EXERCISE:
For each record below, retype the text exactly and omit any image.

WORKING DATA:
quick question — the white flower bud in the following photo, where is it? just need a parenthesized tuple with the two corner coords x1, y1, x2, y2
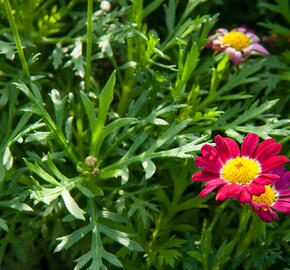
(100, 1, 111, 12)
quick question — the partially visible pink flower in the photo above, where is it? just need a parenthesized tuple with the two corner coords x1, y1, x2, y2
(192, 133, 289, 203)
(250, 166, 290, 222)
(207, 26, 269, 65)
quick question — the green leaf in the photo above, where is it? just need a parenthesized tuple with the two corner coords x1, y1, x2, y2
(14, 81, 33, 100)
(102, 118, 136, 139)
(147, 120, 191, 153)
(120, 165, 129, 185)
(187, 250, 203, 263)
(100, 224, 144, 252)
(91, 70, 116, 156)
(74, 250, 93, 270)
(70, 41, 85, 78)
(25, 132, 54, 143)
(0, 198, 32, 212)
(2, 147, 13, 170)
(11, 121, 44, 146)
(201, 219, 213, 262)
(0, 87, 9, 109)
(96, 210, 127, 223)
(121, 132, 149, 160)
(49, 89, 67, 130)
(24, 158, 62, 186)
(0, 164, 5, 183)
(230, 99, 279, 127)
(80, 91, 97, 134)
(158, 249, 182, 267)
(46, 155, 71, 183)
(96, 118, 136, 156)
(152, 118, 168, 125)
(165, 0, 176, 33)
(55, 225, 91, 252)
(77, 185, 95, 198)
(0, 40, 17, 60)
(98, 70, 116, 125)
(152, 136, 208, 158)
(51, 42, 64, 69)
(0, 218, 8, 232)
(219, 61, 264, 95)
(212, 238, 238, 270)
(65, 116, 73, 142)
(143, 0, 165, 17)
(258, 21, 290, 35)
(176, 195, 209, 212)
(102, 251, 123, 268)
(61, 189, 86, 221)
(30, 185, 64, 205)
(142, 159, 156, 179)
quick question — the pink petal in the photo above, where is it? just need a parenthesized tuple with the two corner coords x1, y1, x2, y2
(242, 46, 252, 57)
(195, 157, 222, 174)
(246, 32, 260, 43)
(241, 133, 259, 157)
(255, 143, 282, 163)
(201, 144, 218, 160)
(250, 43, 270, 55)
(268, 165, 285, 176)
(258, 208, 275, 223)
(246, 182, 265, 196)
(192, 171, 220, 182)
(253, 138, 275, 158)
(226, 183, 243, 198)
(272, 201, 290, 214)
(253, 176, 273, 185)
(215, 184, 231, 201)
(278, 189, 290, 196)
(231, 27, 247, 33)
(205, 178, 228, 187)
(226, 48, 243, 65)
(224, 138, 240, 158)
(269, 208, 279, 221)
(216, 28, 228, 35)
(238, 188, 252, 203)
(258, 173, 280, 179)
(250, 201, 269, 208)
(214, 135, 232, 163)
(261, 156, 289, 172)
(200, 184, 224, 197)
(277, 197, 290, 203)
(274, 171, 290, 191)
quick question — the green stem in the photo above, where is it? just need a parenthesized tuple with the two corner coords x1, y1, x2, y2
(85, 0, 93, 91)
(234, 207, 252, 256)
(117, 35, 135, 116)
(117, 84, 132, 116)
(3, 0, 30, 78)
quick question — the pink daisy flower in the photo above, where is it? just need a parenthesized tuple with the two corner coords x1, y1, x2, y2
(250, 166, 290, 222)
(208, 26, 269, 65)
(192, 133, 289, 203)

ANSWER FOR THIS EXERCISE:
quick question — the white flower bud in the following photo, where is it? just need a parenthesized tuple with the two corner coords x1, y1, x2, y2
(100, 1, 111, 12)
quick question — the partially visible pink flower in the photo above, where is it? just need a parenthesized tuple with the two corner coords x1, y1, x2, y2
(192, 133, 289, 203)
(250, 166, 290, 222)
(207, 26, 269, 65)
quick question — the green leaf in the photo above, where is it? just need a parenthesized tuple with the two corner coords x1, y1, x2, y2
(14, 81, 33, 100)
(102, 118, 136, 139)
(147, 120, 191, 153)
(120, 165, 129, 185)
(187, 250, 203, 263)
(100, 224, 144, 252)
(91, 70, 116, 156)
(74, 250, 93, 270)
(70, 41, 85, 78)
(25, 132, 54, 143)
(0, 198, 32, 212)
(2, 147, 13, 170)
(11, 121, 44, 146)
(201, 219, 213, 262)
(0, 87, 9, 109)
(96, 210, 127, 223)
(121, 132, 149, 160)
(49, 89, 67, 130)
(24, 158, 62, 186)
(0, 164, 5, 183)
(230, 99, 279, 127)
(80, 91, 97, 134)
(158, 249, 182, 267)
(46, 155, 71, 183)
(96, 118, 136, 156)
(152, 118, 168, 125)
(165, 0, 176, 33)
(55, 225, 91, 252)
(77, 185, 95, 198)
(0, 40, 17, 60)
(98, 70, 116, 125)
(152, 136, 208, 158)
(51, 42, 64, 69)
(0, 218, 8, 232)
(219, 61, 264, 95)
(212, 238, 238, 270)
(65, 116, 73, 142)
(143, 0, 165, 17)
(258, 21, 290, 35)
(176, 195, 209, 212)
(102, 251, 123, 268)
(61, 189, 86, 221)
(30, 185, 64, 205)
(142, 159, 156, 179)
quick question — the pink petal in the photo above, where is it? just need a parenthesized tuple with the two corner coords x1, y1, x2, y2
(242, 46, 252, 57)
(195, 157, 222, 174)
(246, 32, 260, 43)
(241, 133, 259, 157)
(255, 143, 282, 163)
(201, 144, 218, 160)
(250, 43, 270, 55)
(268, 165, 285, 176)
(258, 208, 275, 223)
(246, 182, 265, 196)
(192, 171, 220, 182)
(253, 138, 275, 158)
(226, 183, 243, 198)
(272, 201, 290, 214)
(253, 176, 273, 185)
(215, 184, 231, 201)
(278, 189, 290, 196)
(231, 27, 247, 33)
(205, 178, 228, 187)
(226, 48, 243, 65)
(224, 138, 240, 158)
(269, 208, 279, 221)
(216, 28, 228, 35)
(238, 188, 252, 203)
(258, 173, 280, 179)
(250, 201, 269, 208)
(214, 135, 232, 163)
(261, 156, 289, 172)
(200, 184, 224, 197)
(277, 197, 290, 203)
(274, 171, 290, 191)
quick question — the green stem in the photo above, where is it? just need a parenthesized tuple with the two corner coords x1, y1, x2, y2
(85, 0, 93, 91)
(234, 207, 252, 256)
(117, 35, 135, 116)
(117, 84, 132, 116)
(3, 0, 30, 78)
quick question — the pink daisy flower in the photo above, where is it? just need a parenthesized tuple with the two corner coords x1, y1, x2, y2
(250, 166, 290, 222)
(208, 26, 269, 65)
(192, 133, 289, 203)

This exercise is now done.